━━━ Extracted material ━━━

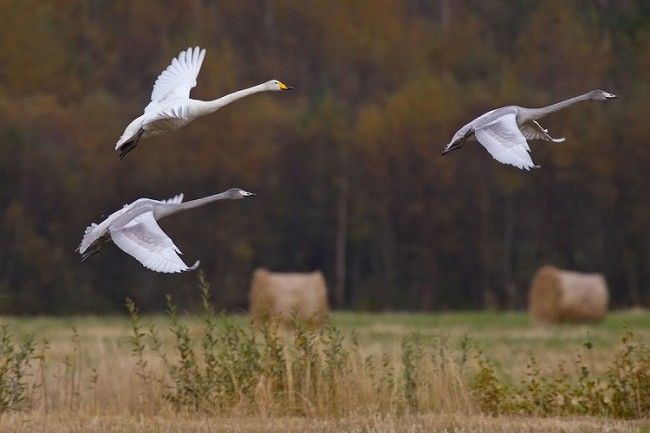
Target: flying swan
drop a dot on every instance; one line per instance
(171, 107)
(504, 131)
(134, 230)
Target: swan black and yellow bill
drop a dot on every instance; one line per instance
(284, 86)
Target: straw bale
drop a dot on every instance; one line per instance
(288, 295)
(558, 295)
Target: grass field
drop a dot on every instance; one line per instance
(93, 384)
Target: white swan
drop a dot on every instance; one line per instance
(504, 131)
(171, 107)
(134, 229)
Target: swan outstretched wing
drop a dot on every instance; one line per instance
(179, 78)
(534, 131)
(505, 142)
(143, 239)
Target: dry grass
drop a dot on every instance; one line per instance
(93, 385)
(59, 423)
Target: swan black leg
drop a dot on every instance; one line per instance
(130, 145)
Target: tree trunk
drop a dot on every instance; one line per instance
(341, 231)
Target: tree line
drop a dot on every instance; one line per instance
(346, 169)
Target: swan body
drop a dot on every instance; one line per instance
(504, 131)
(171, 107)
(135, 231)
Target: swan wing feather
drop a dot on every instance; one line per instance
(143, 239)
(505, 142)
(178, 78)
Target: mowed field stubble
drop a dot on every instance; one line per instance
(399, 372)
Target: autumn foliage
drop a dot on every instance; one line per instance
(346, 169)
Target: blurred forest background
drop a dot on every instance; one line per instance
(347, 168)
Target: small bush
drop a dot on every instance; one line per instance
(14, 361)
(624, 392)
(300, 370)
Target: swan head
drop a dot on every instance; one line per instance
(457, 140)
(276, 86)
(238, 194)
(601, 95)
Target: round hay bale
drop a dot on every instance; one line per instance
(557, 295)
(286, 296)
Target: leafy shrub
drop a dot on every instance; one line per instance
(14, 360)
(624, 392)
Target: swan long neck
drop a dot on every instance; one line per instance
(172, 208)
(212, 106)
(538, 113)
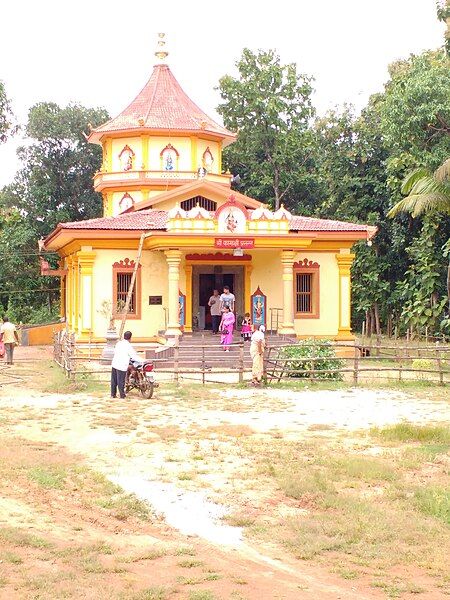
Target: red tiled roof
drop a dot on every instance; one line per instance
(311, 224)
(157, 219)
(162, 104)
(145, 219)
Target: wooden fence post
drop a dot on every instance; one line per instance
(356, 365)
(241, 362)
(176, 360)
(439, 364)
(203, 358)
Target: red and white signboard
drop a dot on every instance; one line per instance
(243, 243)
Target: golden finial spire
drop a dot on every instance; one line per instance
(161, 52)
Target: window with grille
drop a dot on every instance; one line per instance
(123, 284)
(306, 289)
(208, 205)
(122, 274)
(304, 293)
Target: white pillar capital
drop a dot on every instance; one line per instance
(173, 257)
(287, 260)
(344, 261)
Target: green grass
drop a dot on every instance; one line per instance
(410, 432)
(185, 551)
(202, 595)
(189, 563)
(18, 537)
(50, 477)
(364, 468)
(434, 501)
(153, 593)
(355, 509)
(125, 506)
(11, 557)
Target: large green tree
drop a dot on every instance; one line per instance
(6, 115)
(55, 181)
(269, 106)
(54, 184)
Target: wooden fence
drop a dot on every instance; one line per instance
(355, 362)
(352, 363)
(84, 360)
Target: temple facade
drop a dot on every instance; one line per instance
(162, 183)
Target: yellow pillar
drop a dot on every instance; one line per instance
(76, 294)
(194, 161)
(86, 260)
(69, 291)
(144, 142)
(62, 291)
(108, 147)
(344, 263)
(219, 162)
(287, 260)
(173, 258)
(188, 273)
(247, 288)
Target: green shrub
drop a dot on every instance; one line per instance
(302, 365)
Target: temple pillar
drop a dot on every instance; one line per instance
(287, 261)
(86, 260)
(188, 317)
(247, 288)
(173, 258)
(344, 262)
(69, 292)
(75, 293)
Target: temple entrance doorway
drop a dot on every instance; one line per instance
(206, 278)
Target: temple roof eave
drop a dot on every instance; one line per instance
(62, 238)
(97, 136)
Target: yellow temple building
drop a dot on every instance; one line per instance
(162, 176)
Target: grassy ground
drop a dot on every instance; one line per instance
(377, 508)
(371, 507)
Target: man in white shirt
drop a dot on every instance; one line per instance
(123, 351)
(9, 336)
(227, 299)
(216, 312)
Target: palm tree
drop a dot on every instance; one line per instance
(426, 192)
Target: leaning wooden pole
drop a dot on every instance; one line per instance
(132, 282)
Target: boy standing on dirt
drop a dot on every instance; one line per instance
(123, 351)
(10, 337)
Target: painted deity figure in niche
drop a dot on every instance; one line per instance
(207, 159)
(231, 222)
(258, 311)
(126, 158)
(168, 160)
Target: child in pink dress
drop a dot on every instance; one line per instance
(226, 328)
(246, 328)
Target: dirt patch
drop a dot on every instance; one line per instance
(62, 515)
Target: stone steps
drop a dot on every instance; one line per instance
(190, 352)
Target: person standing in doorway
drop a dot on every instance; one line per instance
(226, 328)
(227, 299)
(216, 313)
(257, 347)
(123, 352)
(10, 337)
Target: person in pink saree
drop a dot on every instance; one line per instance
(226, 328)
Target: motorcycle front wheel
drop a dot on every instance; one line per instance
(147, 389)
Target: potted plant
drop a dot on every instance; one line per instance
(111, 333)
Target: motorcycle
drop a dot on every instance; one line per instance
(140, 377)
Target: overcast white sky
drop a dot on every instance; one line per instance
(100, 52)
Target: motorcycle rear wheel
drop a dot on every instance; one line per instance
(147, 389)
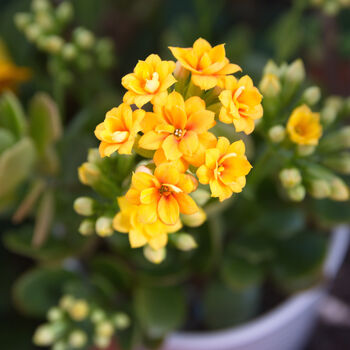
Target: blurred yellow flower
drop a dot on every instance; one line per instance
(207, 64)
(140, 234)
(241, 103)
(117, 132)
(10, 74)
(225, 168)
(163, 195)
(177, 127)
(149, 82)
(304, 127)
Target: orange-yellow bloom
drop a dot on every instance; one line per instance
(149, 81)
(304, 127)
(225, 168)
(207, 64)
(117, 132)
(163, 195)
(177, 127)
(155, 234)
(241, 103)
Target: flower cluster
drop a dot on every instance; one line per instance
(77, 324)
(176, 135)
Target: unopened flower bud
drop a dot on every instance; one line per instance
(290, 177)
(312, 95)
(154, 256)
(54, 314)
(87, 227)
(64, 12)
(44, 335)
(69, 52)
(297, 193)
(319, 188)
(194, 220)
(84, 38)
(339, 163)
(295, 72)
(339, 190)
(185, 242)
(270, 85)
(84, 206)
(104, 226)
(105, 329)
(79, 310)
(77, 339)
(305, 150)
(277, 133)
(22, 20)
(121, 320)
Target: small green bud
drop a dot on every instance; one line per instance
(54, 314)
(270, 85)
(104, 226)
(69, 52)
(105, 329)
(84, 38)
(121, 320)
(154, 256)
(339, 190)
(77, 339)
(290, 177)
(277, 133)
(295, 72)
(84, 206)
(44, 335)
(312, 95)
(194, 220)
(22, 20)
(297, 193)
(319, 188)
(87, 227)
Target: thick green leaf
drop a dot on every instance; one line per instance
(223, 307)
(159, 310)
(15, 165)
(39, 289)
(45, 121)
(11, 115)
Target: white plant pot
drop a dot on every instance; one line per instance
(286, 327)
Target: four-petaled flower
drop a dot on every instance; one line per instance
(149, 81)
(225, 168)
(208, 65)
(117, 132)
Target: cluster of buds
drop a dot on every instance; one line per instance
(45, 26)
(313, 145)
(168, 123)
(77, 324)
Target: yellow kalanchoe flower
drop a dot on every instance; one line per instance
(117, 132)
(206, 63)
(304, 127)
(225, 168)
(241, 103)
(163, 195)
(140, 234)
(178, 128)
(149, 81)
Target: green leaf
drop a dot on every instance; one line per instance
(11, 115)
(159, 310)
(299, 261)
(15, 165)
(39, 289)
(223, 307)
(45, 121)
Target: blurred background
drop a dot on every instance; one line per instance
(318, 31)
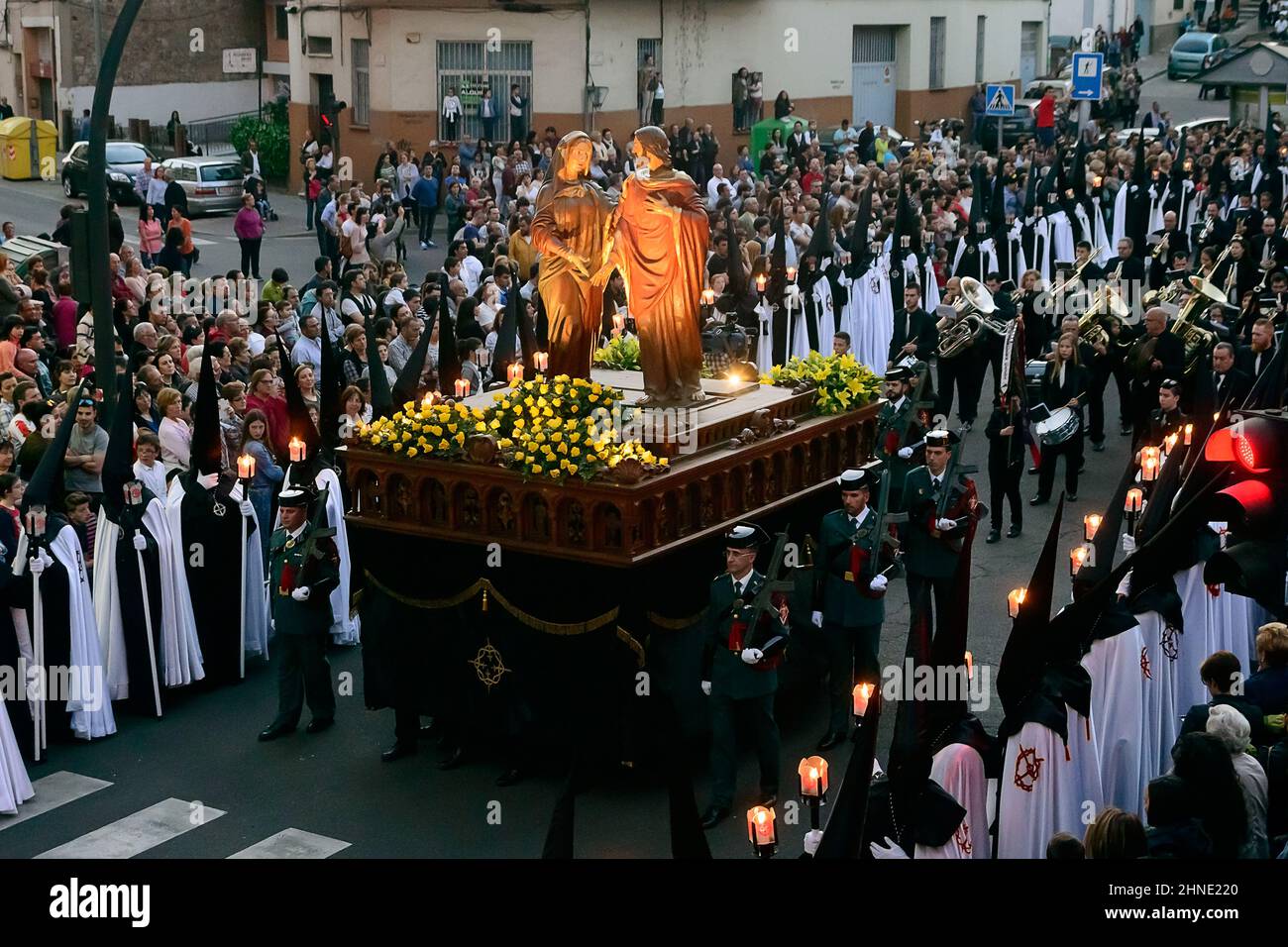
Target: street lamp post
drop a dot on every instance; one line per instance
(95, 187)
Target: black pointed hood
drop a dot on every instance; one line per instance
(47, 483)
(206, 454)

━━━

Output the data exactly. Pictures don't belong in the result.

### The response
Target: flying swan
drop a dot on every instance; one line per instance
(171, 107)
(504, 131)
(134, 230)
Target: swan black and yellow bill
drop a dot on every instance; one line per instance
(284, 86)
Target: straw bale
drop a dot on every instance; one line per instance
(288, 295)
(558, 295)
Target: grass field
drop a dot on every instance; one line per instance
(93, 384)
Target: white swan
drop a dot on every instance; one line per instance
(504, 131)
(171, 107)
(134, 229)
Target: swan outstretched wing
drop a dot on every instance; one line per instance
(179, 78)
(534, 131)
(505, 142)
(143, 239)
Target: dry grass
drop a dot on every instance; one line per instance
(93, 385)
(59, 423)
Target: swan black leg
drop a dot on every instance; one line per instance
(130, 145)
Target: tree trunk
drop a dot on every instance; one line per instance
(341, 231)
Target: tree line
drop a dot on every instance; one line per instance
(346, 169)
Target: swan body
drop a dot on every instance; one line per instance
(504, 131)
(171, 107)
(135, 231)
Target: swan wing feather
drop a dot on every instance; one line per instance
(143, 239)
(505, 142)
(178, 78)
Target: mowed field stubble
drop a dot on every instance; one line per instance
(399, 372)
Target: autumn foliage
drop a dot on every instance; one line per instance
(346, 169)
Target: blurred forest background
drop a dot on every instance; one line per instance
(347, 168)
Target: small bush
drop a dot on every instance; one line per instance
(14, 361)
(624, 392)
(300, 370)
Target: swan head
drop a dot on every instance; one line per instance
(457, 140)
(276, 86)
(238, 194)
(601, 95)
Target: round hay bale
drop a dot on every instance; one line per instance
(557, 295)
(286, 296)
Target: leafy shrub
drop a dot on every instance; one line per instance
(14, 360)
(624, 392)
Target: swan long neck
drop a dot on every instance; one line per instance
(172, 208)
(212, 106)
(538, 113)
Target: red tiled roof
drop a dot on every instance; one line per instance
(311, 224)
(157, 219)
(162, 104)
(145, 219)
Target: wooden fence post
drop a dot on every instance; one line per instance
(356, 365)
(241, 362)
(176, 360)
(439, 364)
(203, 358)
Target: red and white signboard
drop a dot on every instance; one line per instance
(243, 243)
Target: golden finial spire
drop a dot on every instance; one line per instance
(161, 52)
Target: window with grille
drop a dot on every instance; one line per instance
(123, 284)
(306, 289)
(208, 205)
(122, 274)
(304, 293)
Target: white pillar capital
drop a dot on every instance; one line per instance
(173, 257)
(287, 260)
(344, 261)
Target: green grass
drop a dot on every instance; one line per instance
(410, 432)
(185, 551)
(202, 595)
(189, 563)
(18, 537)
(50, 477)
(364, 468)
(434, 501)
(153, 593)
(355, 509)
(125, 506)
(11, 557)
Target: large green tree
drop a dot on every instance; one line per instance
(6, 115)
(55, 181)
(269, 106)
(54, 184)
Target: wooden fence
drop a dot on every instance; one line per instance
(355, 362)
(352, 363)
(84, 360)
Target: temple facade
drop a dot on every instance; one line per instance
(162, 183)
Target: yellow pillar
drop a dot on every instance; one line per instance
(76, 294)
(194, 161)
(86, 260)
(69, 291)
(144, 142)
(62, 291)
(108, 147)
(344, 263)
(219, 162)
(287, 260)
(173, 258)
(188, 273)
(247, 288)
Target: green shrub
drop a dot on every instance; one line per instance
(302, 365)
Target: temple pillar
drop a dot on every instance; one line per instance
(287, 261)
(86, 260)
(188, 317)
(247, 288)
(173, 258)
(344, 262)
(69, 292)
(75, 293)
Target: temple entrance doorway
drop a dot on every instance; one line per instance
(206, 278)
Target: temple roof eave
drop a dot on every instance; one line per instance
(62, 238)
(97, 136)
Target: yellow temple building
drop a dot on every instance; one line per instance
(162, 176)
Target: grassy ground
drop a dot on every instance; one line per instance
(377, 508)
(371, 507)
Target: man in white shirt
drop a dot on every instance; one line per instance
(123, 351)
(9, 336)
(227, 299)
(216, 312)
Target: palm tree
drop a dot on every instance; one line per instance
(426, 192)
Target: leaning wooden pole
drop a dot on every instance; one line per instance
(132, 282)
Target: boy standing on dirt
drop a dot on every instance; one line per instance
(123, 351)
(10, 337)
Target: painted deity figure in niche
drop a dot on every instance; one line per instance
(207, 159)
(231, 222)
(258, 311)
(126, 158)
(168, 160)
Target: child in pink dress
drop a dot on every instance; one line per instance
(226, 328)
(246, 328)
Target: dirt patch
drop a dot on every instance; one line per instance
(62, 515)
Target: stone steps
drop a dot on every instance; one line per instance
(190, 352)
Target: person standing in doorway
drop a dot on every instance; one line per instance
(226, 328)
(227, 299)
(216, 313)
(257, 347)
(123, 352)
(10, 337)
Target: person in pink saree
drop a dot on every instance; one line per instance
(226, 328)
Target: motorcycle front wheel
drop a dot on every instance; one line per instance
(147, 389)
Target: potted plant
drop a dot on every instance; one line per instance
(111, 333)
Target: motorcycle
drop a dot on every instance; one line per instance
(140, 377)
Target: overcast white sky
drop a dot on every instance; one line per instance
(100, 52)
Target: motorcycle rear wheel
drop a dot on every instance; one line per instance
(147, 389)
Target: blurred yellow flower
drop a dot on every instance; one line per instance
(207, 64)
(140, 234)
(241, 103)
(117, 132)
(10, 74)
(225, 168)
(163, 195)
(177, 127)
(149, 82)
(304, 127)
Target: orange-yellow bloom
drop a dot on every instance; one line per instance
(149, 81)
(304, 127)
(225, 168)
(207, 64)
(117, 132)
(163, 195)
(177, 127)
(155, 234)
(241, 103)
Target: flower cluster
drop a dot on every instance; one line per instance
(77, 324)
(176, 135)
Target: unopened flower bud
drop a dot on every instance; one line per instance
(290, 177)
(312, 95)
(154, 256)
(54, 314)
(87, 227)
(64, 12)
(44, 335)
(69, 52)
(297, 193)
(319, 188)
(194, 220)
(84, 38)
(339, 163)
(295, 72)
(339, 190)
(185, 242)
(270, 85)
(84, 206)
(104, 226)
(105, 329)
(79, 310)
(77, 339)
(305, 150)
(277, 133)
(22, 20)
(121, 320)
Target: small green bud
drop a dot on every instance; one line per instance
(54, 314)
(270, 85)
(104, 226)
(69, 52)
(105, 329)
(84, 38)
(121, 320)
(154, 256)
(339, 190)
(77, 339)
(290, 177)
(277, 133)
(295, 72)
(84, 206)
(44, 335)
(312, 95)
(194, 220)
(22, 20)
(297, 193)
(319, 188)
(87, 227)
Target: thick green leaf
drop a dot on every instance; one line per instance
(223, 307)
(159, 310)
(15, 165)
(39, 289)
(45, 121)
(11, 115)
Target: white plant pot
drop a dot on every instance; one line per instance
(286, 327)
Target: four-petaled flower
drop a dot on every instance; one line per instance
(149, 81)
(225, 168)
(208, 65)
(117, 132)
Target: cluster of buds
drop a dot on every instance; one line per instance
(45, 26)
(313, 145)
(168, 123)
(77, 324)
Target: yellow kalanchoe flower
drop a dot on every instance; one line per instance
(117, 132)
(206, 63)
(304, 127)
(225, 168)
(241, 103)
(163, 195)
(140, 234)
(178, 128)
(149, 81)
Target: green leaf
drop a dot on every instance; one line per instance
(11, 115)
(159, 310)
(299, 261)
(15, 165)
(39, 289)
(223, 307)
(45, 121)
Target: blurred background
drop a dot on every instance; one line per instance
(318, 31)
Target: street lamp post
drop a dot on every instance; one line per instance
(95, 187)
Target: black pointed hood
drop a dot on every instance; one line per instance
(47, 483)
(206, 454)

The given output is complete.